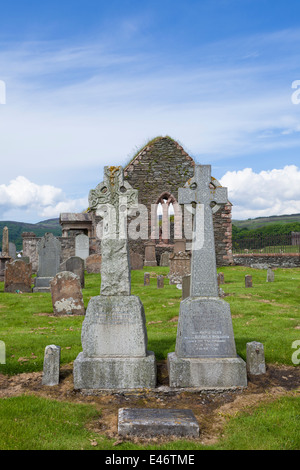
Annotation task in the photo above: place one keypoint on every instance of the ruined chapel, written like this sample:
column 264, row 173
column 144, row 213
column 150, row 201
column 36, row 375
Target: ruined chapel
column 156, row 171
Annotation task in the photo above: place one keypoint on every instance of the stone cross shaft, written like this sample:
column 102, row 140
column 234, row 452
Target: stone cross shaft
column 201, row 191
column 111, row 199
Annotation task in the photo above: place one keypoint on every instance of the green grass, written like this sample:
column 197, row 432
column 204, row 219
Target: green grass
column 267, row 312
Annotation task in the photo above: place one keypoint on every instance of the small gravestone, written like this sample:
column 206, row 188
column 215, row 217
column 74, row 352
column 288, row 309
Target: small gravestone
column 66, row 294
column 51, row 365
column 186, row 286
column 114, row 336
column 136, row 261
column 150, row 256
column 165, row 259
column 255, row 358
column 18, row 277
column 12, row 250
column 248, row 280
column 75, row 265
column 152, row 422
column 160, row 281
column 205, row 354
column 93, row 263
column 270, row 275
column 49, row 249
column 147, row 279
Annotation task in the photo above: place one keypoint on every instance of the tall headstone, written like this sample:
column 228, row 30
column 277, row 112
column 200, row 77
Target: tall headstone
column 82, row 246
column 18, row 276
column 114, row 335
column 205, row 354
column 5, row 257
column 49, row 249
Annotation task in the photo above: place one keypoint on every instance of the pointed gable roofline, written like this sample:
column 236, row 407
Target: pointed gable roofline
column 148, row 147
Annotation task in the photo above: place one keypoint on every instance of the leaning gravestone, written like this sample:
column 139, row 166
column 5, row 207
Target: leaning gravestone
column 18, row 277
column 205, row 355
column 49, row 249
column 114, row 335
column 66, row 294
column 82, row 247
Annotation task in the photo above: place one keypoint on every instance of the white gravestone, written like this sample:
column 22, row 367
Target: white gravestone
column 114, row 336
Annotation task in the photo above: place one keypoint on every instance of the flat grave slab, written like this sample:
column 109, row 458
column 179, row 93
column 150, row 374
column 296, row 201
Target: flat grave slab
column 152, row 422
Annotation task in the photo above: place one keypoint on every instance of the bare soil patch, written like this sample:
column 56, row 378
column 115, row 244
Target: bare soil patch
column 211, row 408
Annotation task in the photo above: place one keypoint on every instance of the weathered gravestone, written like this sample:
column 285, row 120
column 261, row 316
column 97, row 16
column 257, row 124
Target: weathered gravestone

Exercise:
Give back, word for word, the lines from the one with "column 179, row 93" through the last line of the entries, both included, and no other line.

Response to the exercise:
column 179, row 93
column 150, row 374
column 296, row 201
Target: flat grave slab
column 152, row 422
Annotation task in the photo above: place one keypoint on every instance of the bare soil patch, written like this sample:
column 56, row 378
column 115, row 244
Target: bare soil patch
column 211, row 408
Annotation task in the photo above: place one keypoint on every instance of the weathered gravestone, written like this sample:
column 285, row 120
column 261, row 316
column 97, row 16
column 257, row 124
Target: weathered gravestone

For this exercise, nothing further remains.